** WHAT THE TASK REQUIRES **
Rewrite the data below, replacing each occurrence of "Drop" with "Mark" and leaving every other character as it is.

** DATA SECTION **
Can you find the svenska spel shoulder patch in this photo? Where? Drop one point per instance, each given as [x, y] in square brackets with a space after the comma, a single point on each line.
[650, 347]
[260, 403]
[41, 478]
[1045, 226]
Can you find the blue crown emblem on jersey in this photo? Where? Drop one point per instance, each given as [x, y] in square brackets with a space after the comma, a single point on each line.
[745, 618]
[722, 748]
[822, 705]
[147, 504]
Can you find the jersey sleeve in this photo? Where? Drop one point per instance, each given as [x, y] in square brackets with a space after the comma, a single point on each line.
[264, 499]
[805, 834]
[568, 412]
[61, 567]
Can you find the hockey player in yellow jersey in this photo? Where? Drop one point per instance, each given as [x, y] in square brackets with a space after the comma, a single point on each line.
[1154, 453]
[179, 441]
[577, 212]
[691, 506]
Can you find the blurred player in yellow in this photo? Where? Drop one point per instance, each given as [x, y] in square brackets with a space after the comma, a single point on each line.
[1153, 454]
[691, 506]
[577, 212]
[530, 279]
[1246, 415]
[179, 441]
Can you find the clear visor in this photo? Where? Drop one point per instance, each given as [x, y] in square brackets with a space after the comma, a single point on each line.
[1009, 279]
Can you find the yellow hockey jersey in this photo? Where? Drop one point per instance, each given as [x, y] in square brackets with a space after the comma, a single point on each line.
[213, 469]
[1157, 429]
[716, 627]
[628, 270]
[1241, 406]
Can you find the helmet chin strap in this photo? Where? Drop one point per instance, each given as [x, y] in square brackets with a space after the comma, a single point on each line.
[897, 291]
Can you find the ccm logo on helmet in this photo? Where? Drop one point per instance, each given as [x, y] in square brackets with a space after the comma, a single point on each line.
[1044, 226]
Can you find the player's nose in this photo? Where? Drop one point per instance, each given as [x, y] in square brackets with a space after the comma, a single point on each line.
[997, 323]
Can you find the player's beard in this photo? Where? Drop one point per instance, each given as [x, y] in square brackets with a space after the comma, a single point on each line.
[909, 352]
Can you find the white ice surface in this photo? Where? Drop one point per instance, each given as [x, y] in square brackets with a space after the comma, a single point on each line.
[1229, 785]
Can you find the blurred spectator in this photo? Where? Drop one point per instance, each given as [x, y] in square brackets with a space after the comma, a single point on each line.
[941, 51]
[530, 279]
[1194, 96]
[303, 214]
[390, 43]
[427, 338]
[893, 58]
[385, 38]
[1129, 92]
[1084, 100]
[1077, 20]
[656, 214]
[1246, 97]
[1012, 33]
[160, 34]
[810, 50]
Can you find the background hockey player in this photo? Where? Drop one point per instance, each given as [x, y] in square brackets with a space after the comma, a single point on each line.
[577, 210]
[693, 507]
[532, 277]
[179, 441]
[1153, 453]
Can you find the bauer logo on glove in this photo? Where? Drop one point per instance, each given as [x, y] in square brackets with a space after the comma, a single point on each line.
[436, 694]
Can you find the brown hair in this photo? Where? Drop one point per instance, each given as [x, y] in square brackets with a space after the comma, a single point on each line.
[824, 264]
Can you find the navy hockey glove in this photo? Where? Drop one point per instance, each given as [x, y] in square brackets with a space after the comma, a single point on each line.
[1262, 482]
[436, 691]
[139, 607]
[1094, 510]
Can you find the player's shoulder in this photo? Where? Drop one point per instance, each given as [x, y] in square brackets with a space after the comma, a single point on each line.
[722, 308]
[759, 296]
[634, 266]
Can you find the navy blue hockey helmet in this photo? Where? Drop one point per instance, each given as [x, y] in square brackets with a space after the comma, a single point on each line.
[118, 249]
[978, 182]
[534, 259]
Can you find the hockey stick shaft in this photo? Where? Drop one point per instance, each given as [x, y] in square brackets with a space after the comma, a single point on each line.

** REPLY TO THE TASK **
Can you find the svenska spel shoulder patch in this photo? Where? Mark one point per instance, each given as [x, y] in square brackets with a space after the comma, a single point on each line.
[650, 347]
[260, 403]
[41, 478]
[1045, 226]
Can you find the blue crown emblem on jersey in this photo? Where? Mark one point per instance, each given as [x, y] in square brackets with a space after the comma, a single point on each line.
[745, 618]
[722, 748]
[822, 705]
[147, 504]
Can you find the jersey sleeve in this photo? Where? Mark one point per instance, each given as [x, y] in square brackets with a space after the comma, a single point on each line.
[264, 499]
[805, 834]
[568, 412]
[61, 567]
Can you find the hockey player in yellow jersey in this photo? Where? Mark one point per instance, each given as [x, y] in square brackets with a space after the comma, a single point on each line.
[1154, 453]
[179, 441]
[577, 212]
[691, 506]
Can you find the blurred player in yellow in this photo? Where? Mark one point per instance, each given as [x, y] in square brackets with a space after the comma, a single point on each line.
[1153, 454]
[691, 506]
[577, 212]
[530, 279]
[1246, 415]
[179, 441]
Can you find the clear visor in this photo? Where? Mark one point per instance, each given as [x, y] in square brackets with a space after the comma, a single point on each line.
[1009, 279]
Can you find the yellow hockey jersey in this photo? Where? Mark one point per instance, each given as [x, y] in square brackets with a space after the comma, a single point on each line.
[213, 469]
[1157, 429]
[716, 627]
[628, 270]
[1241, 406]
Can you find the helmet chin strap in this photo? Where? Mark one point per instance, each given as [x, y] in square brackets with a space after the comma, a single point on each line.
[897, 291]
Can you find the ccm logo on helmet in this photo? Where? Mark one point per instance, each given as [x, y] in square brackets with a space after the comma, a single point on each line.
[1044, 226]
Can you find the player's nose in this photo? Where? Mark one point per instance, each given as [x, y] in square brackets with a space after the comma, a single point on each line.
[997, 323]
Can you find the player's beard in this photo? Where? Mark one point per instance, each given as [x, y] in square brackets with a space after the comma, a single point on each line.
[909, 352]
Can you find the white ice surface in this photo? Where? Mark one point per instance, each given as [x, y] in square brackets with a space after the comma, a single point on each line.
[1229, 785]
Can you find the blurred spectator in this photo? Where? Mark one point per instance, each given as [x, y] in square brackets with a space after the comma, a single point on each line.
[941, 51]
[530, 279]
[1194, 96]
[303, 214]
[390, 43]
[427, 338]
[893, 58]
[385, 38]
[1129, 92]
[1084, 100]
[1077, 20]
[656, 214]
[1246, 97]
[1012, 33]
[160, 34]
[810, 50]
Can you find the background hockey player in this photo? Where? Mark one point per instance, each given as [x, y] in square brackets with a space after the comma, a single point on each line.
[577, 210]
[693, 507]
[532, 277]
[179, 441]
[1153, 453]
Can you find the bauer logo on glove in this photo? Where? Mark one point per instance, each given as [x, y] in square brackets with a space after the comma, a single point on each line.
[436, 694]
Can you find the brown hair in this photo? Where? Mark one point per instance, each given as [x, y] in square brackets with a space after the comma, a single point on each line.
[824, 264]
Can you find the navy hockey glove in this photo? Where? Mark one point per instance, each given as [x, y] in square brackets with a space after the comma, a single point on each line.
[1262, 482]
[436, 691]
[139, 607]
[1094, 510]
Can you find the player's shoulder in this photo? Where? Mark one point per instance, each given as [x, y] in square brackets with a space after the comma, a single point on each line.
[722, 308]
[759, 296]
[634, 266]
Can you find the navy blue hockey helmet in this photo? Where? Mark one point per instance, each given as [x, y] in square brackets with a space after the comma, a single point on each line.
[118, 249]
[978, 182]
[534, 259]
Can you find the hockey stick shaft in this photo? Where? Mark one point per instance, each given as [x, y] in square brackets with a space after the comma, a single point on each line.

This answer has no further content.